WHAT THE TASK ASKS: Copy every line of the data that contains the string "present".

(Recorded data)

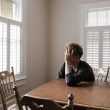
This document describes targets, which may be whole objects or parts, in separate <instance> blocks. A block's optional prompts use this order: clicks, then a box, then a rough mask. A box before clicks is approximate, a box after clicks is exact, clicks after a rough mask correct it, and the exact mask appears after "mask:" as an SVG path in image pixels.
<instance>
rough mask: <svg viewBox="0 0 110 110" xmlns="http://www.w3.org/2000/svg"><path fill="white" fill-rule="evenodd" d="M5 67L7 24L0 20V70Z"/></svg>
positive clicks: (6, 48) (6, 64)
mask: <svg viewBox="0 0 110 110" xmlns="http://www.w3.org/2000/svg"><path fill="white" fill-rule="evenodd" d="M6 69H7V24H5V23H2V22H0V71H2V70H6Z"/></svg>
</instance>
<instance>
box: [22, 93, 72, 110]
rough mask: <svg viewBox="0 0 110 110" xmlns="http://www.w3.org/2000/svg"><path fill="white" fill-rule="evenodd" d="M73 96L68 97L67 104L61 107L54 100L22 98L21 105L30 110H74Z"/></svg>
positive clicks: (58, 104)
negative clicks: (67, 100)
mask: <svg viewBox="0 0 110 110" xmlns="http://www.w3.org/2000/svg"><path fill="white" fill-rule="evenodd" d="M73 98H74V97H73V95H72V94H69V95H68V104H66V105H61V104H59V103H57V102H55V101H54V100H50V99H44V98H38V97H31V96H26V95H25V96H24V97H23V99H22V104H23V105H25V106H27V107H28V108H30V110H74V108H73Z"/></svg>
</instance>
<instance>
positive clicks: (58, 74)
mask: <svg viewBox="0 0 110 110" xmlns="http://www.w3.org/2000/svg"><path fill="white" fill-rule="evenodd" d="M58 78H65V80H66V83H67V85H68V86H74V85H77V84H78V83H80V82H81V81H86V82H93V81H95V77H94V74H93V71H92V68H91V66H90V65H89V64H88V63H86V62H85V61H80V63H79V65H78V67H77V71H76V72H75V71H72V72H71V73H68V74H66V75H65V63H64V64H63V65H62V67H61V69H60V71H59V73H58Z"/></svg>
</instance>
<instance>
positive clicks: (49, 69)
mask: <svg viewBox="0 0 110 110" xmlns="http://www.w3.org/2000/svg"><path fill="white" fill-rule="evenodd" d="M95 1H105V0H49V64H48V73H49V74H48V78H49V80H53V79H55V78H56V75H57V73H58V71H59V69H60V67H61V65H62V63H63V58H64V54H63V53H64V45H65V42H67V41H72V42H76V43H80V5H81V4H82V3H88V2H95Z"/></svg>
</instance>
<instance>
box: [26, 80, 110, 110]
mask: <svg viewBox="0 0 110 110" xmlns="http://www.w3.org/2000/svg"><path fill="white" fill-rule="evenodd" d="M69 93H72V94H73V95H74V97H75V98H74V104H75V105H78V106H85V107H93V108H101V109H107V110H110V83H107V82H106V83H104V82H103V83H102V82H100V83H99V82H95V83H85V82H83V83H80V84H79V85H77V86H76V87H68V86H67V85H66V83H65V80H64V79H57V80H53V81H50V82H47V83H45V84H43V85H41V86H39V87H37V88H35V89H33V90H32V91H30V92H29V93H27V94H26V95H30V96H33V97H40V98H48V99H52V100H55V101H58V102H61V103H67V100H68V97H67V95H68V94H69Z"/></svg>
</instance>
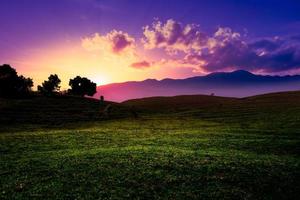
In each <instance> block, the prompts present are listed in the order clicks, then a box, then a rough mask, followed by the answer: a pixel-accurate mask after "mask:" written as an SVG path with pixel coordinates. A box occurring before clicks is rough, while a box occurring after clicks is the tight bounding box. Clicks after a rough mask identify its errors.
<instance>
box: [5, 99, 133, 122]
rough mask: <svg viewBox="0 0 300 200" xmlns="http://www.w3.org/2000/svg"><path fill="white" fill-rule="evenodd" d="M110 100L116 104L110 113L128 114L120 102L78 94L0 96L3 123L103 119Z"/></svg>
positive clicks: (63, 121) (68, 120)
mask: <svg viewBox="0 0 300 200" xmlns="http://www.w3.org/2000/svg"><path fill="white" fill-rule="evenodd" d="M108 104H110V105H112V107H113V110H112V112H111V117H113V118H119V117H123V116H124V115H126V114H128V111H127V110H126V108H123V107H121V106H119V105H118V104H117V103H114V102H104V103H101V102H100V101H99V100H96V99H92V98H83V97H75V96H56V97H43V96H33V97H31V98H27V99H2V98H0V125H1V124H3V123H4V124H8V123H20V122H22V123H23V122H25V123H35V124H36V123H47V124H49V123H54V124H64V123H68V122H80V121H95V120H100V119H101V115H102V114H101V112H102V111H103V110H104V109H105V107H106V106H107V105H108ZM124 109H125V111H124Z"/></svg>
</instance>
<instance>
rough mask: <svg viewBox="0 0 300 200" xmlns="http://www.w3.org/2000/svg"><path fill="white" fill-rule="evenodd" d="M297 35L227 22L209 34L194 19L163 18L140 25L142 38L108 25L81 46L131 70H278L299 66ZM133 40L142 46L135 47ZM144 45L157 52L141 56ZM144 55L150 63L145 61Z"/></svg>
mask: <svg viewBox="0 0 300 200" xmlns="http://www.w3.org/2000/svg"><path fill="white" fill-rule="evenodd" d="M299 38H300V37H299V35H293V36H286V37H272V38H258V39H255V40H253V39H252V40H250V39H249V38H247V36H246V35H245V34H240V33H239V32H236V31H234V30H232V29H231V28H229V27H218V28H217V29H216V30H215V31H214V32H213V33H210V34H209V33H205V32H204V31H202V30H201V29H200V26H199V25H197V24H182V23H180V22H177V21H175V20H173V19H169V20H167V21H165V22H161V21H159V20H155V21H154V22H153V23H152V24H151V25H148V26H145V27H143V37H142V38H134V37H132V36H130V35H129V34H128V33H125V32H123V31H117V30H112V31H111V32H109V33H107V34H105V35H101V34H99V33H95V34H94V35H92V36H90V37H85V38H83V39H82V46H83V47H84V48H85V49H86V50H89V51H96V50H97V51H100V52H101V53H102V59H106V60H110V62H114V61H116V60H121V58H122V60H126V62H125V61H124V63H126V66H129V67H132V68H135V69H145V68H150V67H153V66H156V67H162V68H163V67H166V66H168V67H170V66H171V65H174V67H176V68H178V67H182V68H189V69H191V68H192V69H194V70H193V71H194V72H197V73H198V72H201V73H209V72H214V71H228V70H237V69H244V70H249V71H252V72H265V73H282V72H287V71H295V70H296V71H297V70H298V69H300V39H299ZM136 41H138V42H136ZM139 41H141V43H140V42H139ZM138 45H142V47H144V49H142V51H137V49H140V48H138V47H139V46H138ZM140 50H141V49H140ZM149 50H153V51H157V54H156V53H154V54H153V53H149V54H148V55H154V56H153V57H154V58H155V59H154V58H152V57H150V58H149V57H147V52H149ZM141 53H142V54H141ZM157 55H158V56H157ZM141 58H143V59H141ZM144 58H145V60H144ZM148 59H151V60H152V62H151V63H149V62H148V61H146V60H148ZM120 62H121V61H120Z"/></svg>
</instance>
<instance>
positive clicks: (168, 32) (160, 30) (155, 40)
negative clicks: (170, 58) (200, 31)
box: [142, 19, 207, 54]
mask: <svg viewBox="0 0 300 200" xmlns="http://www.w3.org/2000/svg"><path fill="white" fill-rule="evenodd" d="M143 30H144V38H143V39H142V42H143V43H144V47H145V48H146V49H154V48H163V49H165V50H166V51H167V52H168V53H169V54H174V53H175V54H176V53H177V52H178V51H183V52H185V53H188V52H191V51H194V50H196V51H197V50H200V49H202V48H203V45H205V42H206V40H207V38H206V35H205V34H203V33H202V32H200V31H199V30H198V25H195V24H187V25H185V26H183V25H182V24H181V23H179V22H176V21H174V20H172V19H169V20H168V21H167V22H166V23H165V24H162V22H160V21H155V22H154V23H153V24H152V26H145V27H144V28H143Z"/></svg>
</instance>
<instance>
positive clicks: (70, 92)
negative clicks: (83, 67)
mask: <svg viewBox="0 0 300 200" xmlns="http://www.w3.org/2000/svg"><path fill="white" fill-rule="evenodd" d="M69 86H71V89H69V93H70V94H73V95H78V96H84V95H88V96H93V95H94V94H95V93H96V83H93V82H92V81H90V80H89V79H87V78H85V77H80V76H76V77H75V78H74V79H70V81H69Z"/></svg>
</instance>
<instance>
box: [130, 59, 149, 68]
mask: <svg viewBox="0 0 300 200" xmlns="http://www.w3.org/2000/svg"><path fill="white" fill-rule="evenodd" d="M150 66H151V64H150V63H149V62H147V61H145V60H144V61H141V62H135V63H132V64H131V65H130V67H133V68H136V69H144V68H148V67H150Z"/></svg>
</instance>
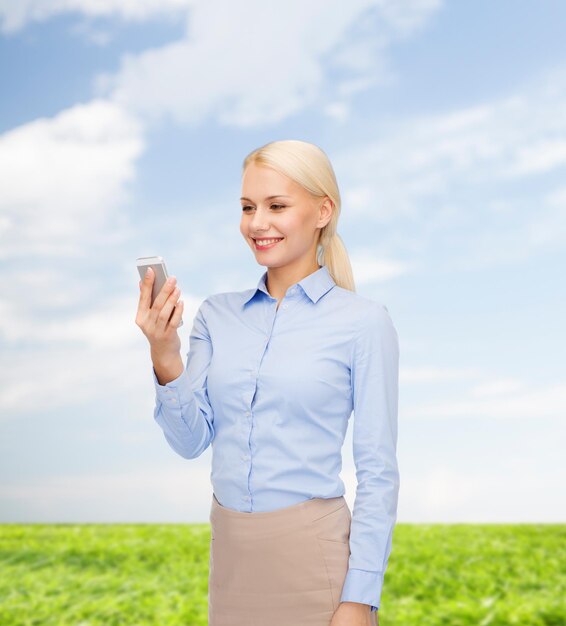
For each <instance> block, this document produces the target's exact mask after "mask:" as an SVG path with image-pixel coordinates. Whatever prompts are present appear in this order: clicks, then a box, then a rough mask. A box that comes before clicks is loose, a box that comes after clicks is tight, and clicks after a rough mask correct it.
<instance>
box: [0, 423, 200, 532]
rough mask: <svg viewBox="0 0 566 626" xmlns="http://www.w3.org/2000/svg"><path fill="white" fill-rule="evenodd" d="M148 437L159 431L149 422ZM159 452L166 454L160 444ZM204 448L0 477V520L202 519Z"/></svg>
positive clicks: (86, 521) (188, 520) (169, 521)
mask: <svg viewBox="0 0 566 626" xmlns="http://www.w3.org/2000/svg"><path fill="white" fill-rule="evenodd" d="M153 430H154V431H155V432H154V439H155V440H157V439H158V438H159V437H160V436H161V437H162V435H160V430H159V427H158V426H157V425H156V426H154V427H153ZM164 450H165V452H164V454H165V455H168V452H167V450H166V449H165V447H164ZM209 456H210V449H209V450H207V451H205V452H204V453H203V455H202V456H201V457H199V459H196V460H193V461H191V463H190V465H189V464H187V463H186V461H184V462H183V461H182V460H181V459H180V457H179V459H178V460H177V459H176V462H175V463H172V462H167V461H166V460H165V459H164V462H163V463H160V464H159V465H157V466H154V467H151V466H150V467H148V466H147V464H145V466H144V467H136V468H132V469H129V470H124V471H112V470H108V471H107V472H102V471H100V472H97V473H91V474H77V473H76V472H74V473H72V474H69V475H58V476H37V477H34V479H33V480H27V481H24V480H17V481H10V482H5V483H4V484H2V483H0V503H1V509H2V511H3V513H2V519H1V521H2V522H14V523H16V522H20V523H21V522H30V521H32V522H37V521H39V520H41V521H42V522H45V523H60V522H61V523H64V522H67V523H88V522H92V523H109V522H111V523H123V522H130V523H139V522H147V523H150V522H152V523H164V522H165V523H170V522H182V523H205V522H207V521H208V513H209V511H210V504H211V499H212V488H211V485H210V476H209V475H210V469H209V467H208V464H209V463H210V461H209Z"/></svg>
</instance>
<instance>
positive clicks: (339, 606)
mask: <svg viewBox="0 0 566 626" xmlns="http://www.w3.org/2000/svg"><path fill="white" fill-rule="evenodd" d="M374 619H375V621H374ZM330 626H379V617H378V615H377V611H376V614H375V616H374V615H373V614H372V613H371V607H370V606H369V604H360V603H359V602H341V603H340V604H339V605H338V608H337V609H336V611H335V612H334V615H333V616H332V621H331V622H330Z"/></svg>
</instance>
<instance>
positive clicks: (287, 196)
mask: <svg viewBox="0 0 566 626" xmlns="http://www.w3.org/2000/svg"><path fill="white" fill-rule="evenodd" d="M290 197H291V196H284V195H281V194H278V195H276V196H267V198H266V200H273V198H290ZM240 200H247V201H248V202H253V200H250V199H249V198H240Z"/></svg>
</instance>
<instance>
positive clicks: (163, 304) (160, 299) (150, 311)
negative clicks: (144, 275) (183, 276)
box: [149, 276, 177, 324]
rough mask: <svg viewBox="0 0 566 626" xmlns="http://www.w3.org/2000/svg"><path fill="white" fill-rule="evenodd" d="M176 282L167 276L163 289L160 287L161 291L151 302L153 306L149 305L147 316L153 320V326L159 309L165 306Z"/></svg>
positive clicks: (156, 319) (161, 308)
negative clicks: (153, 299) (166, 302)
mask: <svg viewBox="0 0 566 626" xmlns="http://www.w3.org/2000/svg"><path fill="white" fill-rule="evenodd" d="M176 281H177V279H176V278H175V276H169V278H168V279H167V280H166V281H165V283H164V284H163V287H161V290H160V291H159V293H158V294H157V296H156V297H155V300H154V301H153V304H152V305H151V308H150V310H149V316H150V318H151V319H152V320H153V323H154V324H157V323H158V318H159V314H160V312H161V309H162V308H163V307H164V306H165V303H166V302H167V299H168V298H169V296H170V295H171V294H172V293H173V291H174V290H175V288H176V286H177V285H176ZM171 308H173V307H171Z"/></svg>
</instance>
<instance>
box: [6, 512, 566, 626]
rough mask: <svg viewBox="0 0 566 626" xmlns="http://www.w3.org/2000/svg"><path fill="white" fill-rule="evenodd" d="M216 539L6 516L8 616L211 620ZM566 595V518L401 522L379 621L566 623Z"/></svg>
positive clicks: (133, 623) (165, 532) (188, 531)
mask: <svg viewBox="0 0 566 626" xmlns="http://www.w3.org/2000/svg"><path fill="white" fill-rule="evenodd" d="M209 539H210V527H209V525H208V524H190V525H182V524H172V525H167V524H129V525H121V524H118V525H104V524H76V525H74V524H3V525H0V624H1V626H16V625H17V626H28V625H30V626H31V625H40V624H41V625H42V626H43V625H49V626H51V625H52V626H64V625H71V624H72V625H73V626H95V625H97V626H98V625H100V626H113V625H118V624H120V625H122V624H138V625H140V626H145V625H154V624H155V625H157V624H158V625H159V626H169V625H171V626H173V625H183V626H192V625H195V626H201V625H202V626H204V625H206V623H207V588H208V558H209ZM565 598H566V525H558V524H553V525H550V524H516V525H512V524H506V525H497V524H452V525H448V524H447V525H443V524H401V523H400V524H397V526H396V527H395V533H394V537H393V551H392V553H391V557H390V559H389V566H388V569H387V573H386V575H385V585H384V589H383V594H382V597H381V608H380V613H379V614H380V626H417V625H418V626H428V625H430V626H432V625H435V626H436V625H441V624H442V625H446V626H464V625H474V626H503V625H509V624H517V625H521V626H566V599H565ZM266 626H269V625H268V624H266ZM290 626H300V624H296V625H290Z"/></svg>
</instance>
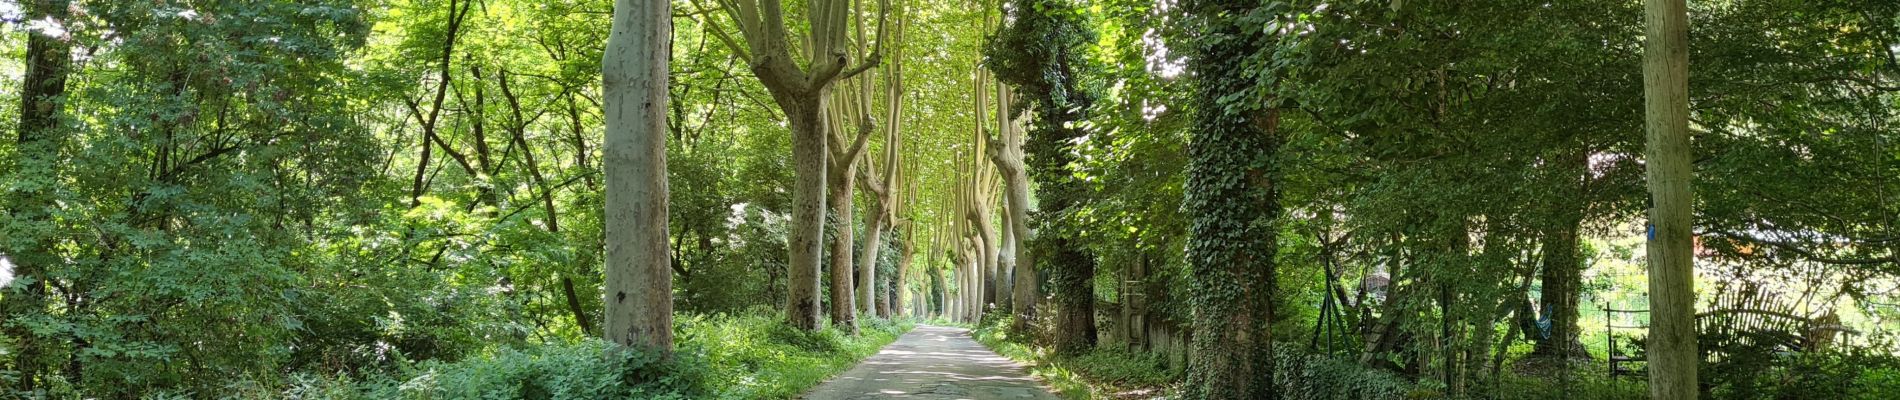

ANSWER FOR THE TASK:
In each <instance> block, the prompts present are listed in the order clicks, then a box, then a rough mask, followed by the answer: a pixel-accurate mask after "mask:" written as an SVG path with pixel coordinates. A box occurring before clicks is rough, while a box occurring after clicks is the tight bounding box. Clicks after a rough mask identify its errors.
For each <instance> block, this document produces the target's exact mask after "mask:" as an SVG path with image-pixel coordinates. Whatever prompts are present appear in this order: clicks, then a box, then a rough mask. A box that comes before clicks is loose, a box that comes after clicks is tight, and clicks after a rough mask correct it.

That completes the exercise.